In the pizza forum thread below, where does SmokinVOLfan say the San Marzanos were finally found?

**Document**.
====================
Appreciate the kind words Al!


----------



## SmokinVOLfan (Sep 17, 2020)

PPG1 said:


> Great looking pizza's.  I'm sure they taste as great also





pushok2018 said:


> Looks delicious... I am craving for some pizza now!





SlickRockStones said:


> Nice job John.  Beautiful pizzas.





robrpb said:


> Good looking pizza.



Thank you guys very much for the kind words. Need to see some more pizza posts up in here!


----------



## SmokinVOLfan (Sep 18, 2020)

Smokin' in AZ said:


> Nice job John, those pies look fantastic.
> 
> LIKE!
> 
> John



Thanks John! And thanks again for the dough recipe!


----------



## SmokinVOLfan (Sep 18, 2020)

sandyut said:


> those look great!  nice work my friend!



Thanks Dave. You been slinging so pretty damn good looking pies yourself here lately!


----------



## SmokinVOLfan (Sep 18, 2020)

gmc2003 said:


> Looks like you got some real good advice John and listen to it as well. Those pizzas look great.
> 
> Point for sure
> Chris



Thanks Chris. Washed the pizza down with a couple cold brews. Hard to complain!


----------



## SmokinVOLfan (Sep 18, 2020)

GATOR240 said:


> Great looking pizzas John. I'll have to give that a go sometime. LIKE



Thanks Denny! Give it a shot sometime I don't think you will be disappointed.


----------



## SmokinVOLfan (Sep 18, 2020)

xray said:


> Beautiful looking pizza pies John! I’d like a slice of each please!
> 
> Looks like you had no issues finding the San Marzanos?



Appreciate it Joe. Nah I finally found them at the little grocery store. They were hiding them on the bottom shelf in the back.


----------



## SmokinVOLfan (Sep 18, 2020)

Thank you Robert and thanks again for posting that dough recipe!


----------
====================
**Rows**.
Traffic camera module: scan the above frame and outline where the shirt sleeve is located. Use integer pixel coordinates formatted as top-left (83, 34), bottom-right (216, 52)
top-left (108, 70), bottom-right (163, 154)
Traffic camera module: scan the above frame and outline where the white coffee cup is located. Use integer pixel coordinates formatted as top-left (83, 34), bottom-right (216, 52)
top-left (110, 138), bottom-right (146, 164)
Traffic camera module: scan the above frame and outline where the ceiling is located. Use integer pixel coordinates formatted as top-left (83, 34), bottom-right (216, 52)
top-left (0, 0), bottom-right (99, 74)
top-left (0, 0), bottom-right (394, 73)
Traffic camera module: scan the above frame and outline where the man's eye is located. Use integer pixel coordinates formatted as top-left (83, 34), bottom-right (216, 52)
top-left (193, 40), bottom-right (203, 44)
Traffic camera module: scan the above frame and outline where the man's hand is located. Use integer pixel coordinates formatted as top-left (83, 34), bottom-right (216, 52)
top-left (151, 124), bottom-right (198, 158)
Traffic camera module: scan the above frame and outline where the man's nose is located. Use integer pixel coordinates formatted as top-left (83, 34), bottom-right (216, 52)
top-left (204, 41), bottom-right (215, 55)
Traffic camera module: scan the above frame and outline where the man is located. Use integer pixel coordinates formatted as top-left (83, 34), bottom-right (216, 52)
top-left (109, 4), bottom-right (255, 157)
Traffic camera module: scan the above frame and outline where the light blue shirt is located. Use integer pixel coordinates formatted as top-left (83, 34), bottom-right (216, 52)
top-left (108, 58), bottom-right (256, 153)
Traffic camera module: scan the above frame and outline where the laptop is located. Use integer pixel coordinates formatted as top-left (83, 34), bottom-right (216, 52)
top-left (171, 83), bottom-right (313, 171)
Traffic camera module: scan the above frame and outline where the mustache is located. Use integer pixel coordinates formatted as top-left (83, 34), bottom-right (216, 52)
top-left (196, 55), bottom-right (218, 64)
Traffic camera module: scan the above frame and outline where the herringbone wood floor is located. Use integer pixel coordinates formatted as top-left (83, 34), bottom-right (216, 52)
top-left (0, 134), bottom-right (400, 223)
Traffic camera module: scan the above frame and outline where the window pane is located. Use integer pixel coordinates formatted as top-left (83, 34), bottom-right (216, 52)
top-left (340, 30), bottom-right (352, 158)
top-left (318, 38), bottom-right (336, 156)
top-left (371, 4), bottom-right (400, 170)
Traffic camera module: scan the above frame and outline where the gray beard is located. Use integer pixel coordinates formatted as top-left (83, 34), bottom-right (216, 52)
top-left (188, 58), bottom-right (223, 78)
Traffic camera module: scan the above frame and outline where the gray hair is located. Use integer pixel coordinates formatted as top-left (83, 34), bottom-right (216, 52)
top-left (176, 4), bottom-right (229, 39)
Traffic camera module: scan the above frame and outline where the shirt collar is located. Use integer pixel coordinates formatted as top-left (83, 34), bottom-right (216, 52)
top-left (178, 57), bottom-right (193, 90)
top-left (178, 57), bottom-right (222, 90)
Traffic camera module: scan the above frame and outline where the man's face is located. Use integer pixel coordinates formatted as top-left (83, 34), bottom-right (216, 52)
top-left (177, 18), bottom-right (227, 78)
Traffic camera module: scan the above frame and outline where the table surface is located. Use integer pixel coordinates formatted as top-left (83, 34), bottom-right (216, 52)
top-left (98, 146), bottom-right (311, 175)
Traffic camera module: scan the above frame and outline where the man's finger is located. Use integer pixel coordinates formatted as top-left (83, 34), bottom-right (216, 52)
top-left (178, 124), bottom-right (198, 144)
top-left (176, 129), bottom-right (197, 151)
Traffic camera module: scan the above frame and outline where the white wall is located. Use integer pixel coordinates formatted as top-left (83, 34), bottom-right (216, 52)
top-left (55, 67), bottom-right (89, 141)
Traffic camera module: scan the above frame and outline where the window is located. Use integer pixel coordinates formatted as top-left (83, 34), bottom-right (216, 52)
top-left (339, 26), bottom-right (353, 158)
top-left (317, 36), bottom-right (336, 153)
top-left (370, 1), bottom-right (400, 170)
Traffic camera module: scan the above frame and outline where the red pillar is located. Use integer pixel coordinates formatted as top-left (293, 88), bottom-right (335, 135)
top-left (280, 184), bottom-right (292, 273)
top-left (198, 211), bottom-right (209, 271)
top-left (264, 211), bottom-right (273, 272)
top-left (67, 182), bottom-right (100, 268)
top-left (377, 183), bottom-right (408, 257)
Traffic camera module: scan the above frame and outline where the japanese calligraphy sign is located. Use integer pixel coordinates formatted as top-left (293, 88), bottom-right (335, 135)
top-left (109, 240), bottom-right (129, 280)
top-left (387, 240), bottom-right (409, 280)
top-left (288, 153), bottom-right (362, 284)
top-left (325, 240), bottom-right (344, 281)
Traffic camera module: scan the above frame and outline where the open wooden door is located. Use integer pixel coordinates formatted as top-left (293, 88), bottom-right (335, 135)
====================
**Exercise answer**. At the little grocery store, hidden on the bottom shelf in the back.